WHAT NEEDS TO BE DONE —
Give as output the line that contains "Where can the jacket", followed by every remaining line of the entries, unchanged and with nothing added.

RAW DATA —
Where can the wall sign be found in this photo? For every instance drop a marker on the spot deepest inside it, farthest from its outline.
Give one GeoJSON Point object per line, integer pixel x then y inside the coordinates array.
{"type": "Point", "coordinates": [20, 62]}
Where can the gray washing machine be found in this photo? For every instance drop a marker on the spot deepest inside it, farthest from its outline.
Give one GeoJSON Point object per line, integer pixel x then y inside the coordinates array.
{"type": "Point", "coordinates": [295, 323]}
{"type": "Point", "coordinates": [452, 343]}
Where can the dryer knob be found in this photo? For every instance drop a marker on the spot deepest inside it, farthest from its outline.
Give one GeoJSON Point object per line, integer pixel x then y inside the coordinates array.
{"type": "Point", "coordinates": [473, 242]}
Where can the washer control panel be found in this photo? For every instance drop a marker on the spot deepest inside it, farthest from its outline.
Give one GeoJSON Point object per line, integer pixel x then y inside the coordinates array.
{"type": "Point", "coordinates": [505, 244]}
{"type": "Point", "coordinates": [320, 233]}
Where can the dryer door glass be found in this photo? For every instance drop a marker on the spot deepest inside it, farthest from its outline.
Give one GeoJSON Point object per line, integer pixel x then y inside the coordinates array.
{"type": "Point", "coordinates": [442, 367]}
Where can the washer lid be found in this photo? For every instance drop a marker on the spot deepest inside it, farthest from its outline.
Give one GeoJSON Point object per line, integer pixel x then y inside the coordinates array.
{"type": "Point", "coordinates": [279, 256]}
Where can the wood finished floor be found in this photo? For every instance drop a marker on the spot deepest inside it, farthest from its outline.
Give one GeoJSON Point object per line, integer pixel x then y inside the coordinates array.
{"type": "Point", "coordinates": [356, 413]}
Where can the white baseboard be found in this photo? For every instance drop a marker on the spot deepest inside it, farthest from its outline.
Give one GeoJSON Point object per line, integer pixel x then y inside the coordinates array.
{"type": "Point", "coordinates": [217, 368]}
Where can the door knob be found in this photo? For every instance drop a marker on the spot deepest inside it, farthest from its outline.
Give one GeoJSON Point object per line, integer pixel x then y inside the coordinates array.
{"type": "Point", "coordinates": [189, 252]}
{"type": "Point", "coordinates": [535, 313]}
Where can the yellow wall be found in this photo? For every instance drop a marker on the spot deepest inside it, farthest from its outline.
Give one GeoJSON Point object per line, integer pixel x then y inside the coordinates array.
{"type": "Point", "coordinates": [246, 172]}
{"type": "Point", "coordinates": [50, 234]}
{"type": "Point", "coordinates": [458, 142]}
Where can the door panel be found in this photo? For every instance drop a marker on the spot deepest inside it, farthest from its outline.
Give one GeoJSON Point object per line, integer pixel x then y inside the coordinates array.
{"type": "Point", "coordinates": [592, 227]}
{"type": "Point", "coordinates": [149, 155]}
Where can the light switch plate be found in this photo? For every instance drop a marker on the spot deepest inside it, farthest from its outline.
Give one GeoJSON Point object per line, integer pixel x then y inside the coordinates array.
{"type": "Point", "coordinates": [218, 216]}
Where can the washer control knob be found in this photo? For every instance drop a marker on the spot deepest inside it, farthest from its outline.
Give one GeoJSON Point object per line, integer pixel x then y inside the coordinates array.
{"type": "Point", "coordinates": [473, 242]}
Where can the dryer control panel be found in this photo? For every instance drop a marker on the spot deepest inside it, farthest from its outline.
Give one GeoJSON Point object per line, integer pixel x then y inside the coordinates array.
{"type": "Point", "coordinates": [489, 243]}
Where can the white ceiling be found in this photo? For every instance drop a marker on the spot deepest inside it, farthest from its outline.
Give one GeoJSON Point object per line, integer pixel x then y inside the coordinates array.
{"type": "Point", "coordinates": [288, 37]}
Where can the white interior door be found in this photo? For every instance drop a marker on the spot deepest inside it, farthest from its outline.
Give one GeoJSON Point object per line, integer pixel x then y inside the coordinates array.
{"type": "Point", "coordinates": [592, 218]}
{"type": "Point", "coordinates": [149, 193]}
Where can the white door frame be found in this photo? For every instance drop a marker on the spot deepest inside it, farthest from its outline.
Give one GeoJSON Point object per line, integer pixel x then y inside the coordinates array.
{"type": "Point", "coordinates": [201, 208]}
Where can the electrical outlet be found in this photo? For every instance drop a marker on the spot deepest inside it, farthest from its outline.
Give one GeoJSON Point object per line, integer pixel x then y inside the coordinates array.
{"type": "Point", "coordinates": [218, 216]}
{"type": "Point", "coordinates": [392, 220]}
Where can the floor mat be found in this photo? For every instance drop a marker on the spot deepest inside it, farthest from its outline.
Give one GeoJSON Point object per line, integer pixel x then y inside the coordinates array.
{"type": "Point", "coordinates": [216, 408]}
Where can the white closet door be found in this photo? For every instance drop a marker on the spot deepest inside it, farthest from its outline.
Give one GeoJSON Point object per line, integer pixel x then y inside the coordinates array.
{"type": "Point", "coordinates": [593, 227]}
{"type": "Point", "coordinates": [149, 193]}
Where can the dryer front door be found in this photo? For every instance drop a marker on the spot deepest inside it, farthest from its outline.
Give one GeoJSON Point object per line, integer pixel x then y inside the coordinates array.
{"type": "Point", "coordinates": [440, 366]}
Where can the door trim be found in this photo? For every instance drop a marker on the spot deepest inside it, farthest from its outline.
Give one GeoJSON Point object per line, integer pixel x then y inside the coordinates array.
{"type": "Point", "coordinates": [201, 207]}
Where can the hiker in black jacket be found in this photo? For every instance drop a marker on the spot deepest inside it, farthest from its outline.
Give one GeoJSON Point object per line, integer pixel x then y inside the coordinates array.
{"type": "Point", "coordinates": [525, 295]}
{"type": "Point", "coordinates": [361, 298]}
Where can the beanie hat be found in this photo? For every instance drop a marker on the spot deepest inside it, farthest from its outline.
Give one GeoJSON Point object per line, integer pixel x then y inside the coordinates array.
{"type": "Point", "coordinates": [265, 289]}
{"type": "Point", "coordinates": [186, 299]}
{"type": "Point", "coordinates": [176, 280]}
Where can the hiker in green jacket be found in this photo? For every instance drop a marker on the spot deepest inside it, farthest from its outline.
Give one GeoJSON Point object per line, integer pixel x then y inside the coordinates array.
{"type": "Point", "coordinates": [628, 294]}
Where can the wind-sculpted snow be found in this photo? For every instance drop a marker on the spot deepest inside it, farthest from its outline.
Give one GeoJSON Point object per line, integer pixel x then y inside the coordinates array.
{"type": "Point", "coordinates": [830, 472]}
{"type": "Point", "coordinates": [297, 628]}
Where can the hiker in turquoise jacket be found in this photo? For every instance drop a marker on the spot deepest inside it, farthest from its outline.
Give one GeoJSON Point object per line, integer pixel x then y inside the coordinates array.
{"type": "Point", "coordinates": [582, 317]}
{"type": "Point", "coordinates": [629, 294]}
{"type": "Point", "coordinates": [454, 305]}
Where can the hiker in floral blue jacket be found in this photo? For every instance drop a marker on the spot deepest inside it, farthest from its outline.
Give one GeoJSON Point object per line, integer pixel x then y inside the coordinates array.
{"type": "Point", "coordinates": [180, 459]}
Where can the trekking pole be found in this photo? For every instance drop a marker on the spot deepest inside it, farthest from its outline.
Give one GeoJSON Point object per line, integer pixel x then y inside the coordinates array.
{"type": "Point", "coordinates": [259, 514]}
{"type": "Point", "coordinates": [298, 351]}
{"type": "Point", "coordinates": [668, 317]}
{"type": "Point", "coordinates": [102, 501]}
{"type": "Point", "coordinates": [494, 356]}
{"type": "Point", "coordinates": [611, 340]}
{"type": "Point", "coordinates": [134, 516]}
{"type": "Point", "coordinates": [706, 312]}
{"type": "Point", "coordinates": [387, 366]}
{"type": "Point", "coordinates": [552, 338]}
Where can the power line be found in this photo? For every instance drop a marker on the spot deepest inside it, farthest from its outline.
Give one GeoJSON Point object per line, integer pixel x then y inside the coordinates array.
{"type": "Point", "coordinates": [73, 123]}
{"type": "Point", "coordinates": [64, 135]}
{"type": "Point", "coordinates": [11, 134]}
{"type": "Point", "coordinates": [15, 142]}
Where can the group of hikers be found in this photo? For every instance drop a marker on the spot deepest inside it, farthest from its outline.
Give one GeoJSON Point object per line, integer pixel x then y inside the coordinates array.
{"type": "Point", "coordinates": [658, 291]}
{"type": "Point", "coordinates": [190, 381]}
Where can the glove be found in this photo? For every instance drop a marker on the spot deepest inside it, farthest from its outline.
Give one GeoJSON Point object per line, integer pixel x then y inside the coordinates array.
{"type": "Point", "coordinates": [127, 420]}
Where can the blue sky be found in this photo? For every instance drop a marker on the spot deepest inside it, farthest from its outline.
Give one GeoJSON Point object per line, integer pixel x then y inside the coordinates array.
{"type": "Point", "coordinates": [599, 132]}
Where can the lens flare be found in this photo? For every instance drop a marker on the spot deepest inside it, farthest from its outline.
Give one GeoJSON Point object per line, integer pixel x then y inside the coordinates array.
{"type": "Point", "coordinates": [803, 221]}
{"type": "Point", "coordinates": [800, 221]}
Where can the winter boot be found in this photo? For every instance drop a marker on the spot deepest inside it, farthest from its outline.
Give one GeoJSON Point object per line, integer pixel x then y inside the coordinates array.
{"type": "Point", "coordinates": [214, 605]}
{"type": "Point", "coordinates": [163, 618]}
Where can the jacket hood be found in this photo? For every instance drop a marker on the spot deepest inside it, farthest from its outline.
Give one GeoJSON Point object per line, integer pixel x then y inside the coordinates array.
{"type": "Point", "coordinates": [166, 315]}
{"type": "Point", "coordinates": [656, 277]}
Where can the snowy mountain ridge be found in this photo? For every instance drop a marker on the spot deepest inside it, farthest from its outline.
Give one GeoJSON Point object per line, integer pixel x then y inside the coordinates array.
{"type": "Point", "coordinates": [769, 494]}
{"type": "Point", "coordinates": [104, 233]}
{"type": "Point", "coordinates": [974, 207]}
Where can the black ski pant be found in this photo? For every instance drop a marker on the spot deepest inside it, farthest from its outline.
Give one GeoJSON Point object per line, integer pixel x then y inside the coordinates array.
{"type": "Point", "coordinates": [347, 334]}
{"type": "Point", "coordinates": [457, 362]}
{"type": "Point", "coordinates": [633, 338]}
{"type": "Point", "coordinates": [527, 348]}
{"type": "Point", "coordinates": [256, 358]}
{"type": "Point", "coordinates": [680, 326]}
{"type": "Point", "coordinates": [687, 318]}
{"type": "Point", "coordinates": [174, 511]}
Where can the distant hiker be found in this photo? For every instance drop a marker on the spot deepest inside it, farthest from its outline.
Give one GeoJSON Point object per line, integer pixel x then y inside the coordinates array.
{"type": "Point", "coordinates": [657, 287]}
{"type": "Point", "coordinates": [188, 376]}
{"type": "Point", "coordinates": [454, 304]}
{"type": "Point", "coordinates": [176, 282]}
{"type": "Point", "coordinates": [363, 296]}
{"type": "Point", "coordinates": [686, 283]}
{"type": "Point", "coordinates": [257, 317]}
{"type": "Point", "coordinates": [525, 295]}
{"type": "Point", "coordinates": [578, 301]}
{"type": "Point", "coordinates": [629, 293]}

SOLUTION —
Where can the jacket hood be found in this photo? For every instance drop a marker on the spot deepest inside it, farthest from its outline.
Give one GeoJSON Point object per line, integer pixel x then y inside the coordinates array.
{"type": "Point", "coordinates": [166, 315]}
{"type": "Point", "coordinates": [656, 277]}
Where can the snowy mountain ridge be found in this photo? For every instance drop a marker on the spot deepest inside it, farthest from its outline.
Give one GeoJSON Point object per line, integer pixel x then y inside the coordinates array.
{"type": "Point", "coordinates": [769, 494]}
{"type": "Point", "coordinates": [104, 233]}
{"type": "Point", "coordinates": [974, 207]}
Where can the black ski pant be found in this photo? For every instance drop a marker on the spot deepest inside it, farthest from its outline.
Give one GeoJSON Point object per line, integer pixel x then y inside the coordinates array.
{"type": "Point", "coordinates": [347, 334]}
{"type": "Point", "coordinates": [457, 362]}
{"type": "Point", "coordinates": [633, 338]}
{"type": "Point", "coordinates": [527, 348]}
{"type": "Point", "coordinates": [256, 358]}
{"type": "Point", "coordinates": [680, 326]}
{"type": "Point", "coordinates": [687, 318]}
{"type": "Point", "coordinates": [174, 511]}
Where can the distant hiker be found in this photo? For every instance drop a marker on the spot deepest inside it, farthest from its outline.
Give one GeoJSON Point object per line, integer pixel x then y inside the coordinates array.
{"type": "Point", "coordinates": [657, 287]}
{"type": "Point", "coordinates": [188, 376]}
{"type": "Point", "coordinates": [454, 304]}
{"type": "Point", "coordinates": [176, 282]}
{"type": "Point", "coordinates": [363, 296]}
{"type": "Point", "coordinates": [686, 283]}
{"type": "Point", "coordinates": [257, 317]}
{"type": "Point", "coordinates": [525, 295]}
{"type": "Point", "coordinates": [578, 301]}
{"type": "Point", "coordinates": [629, 293]}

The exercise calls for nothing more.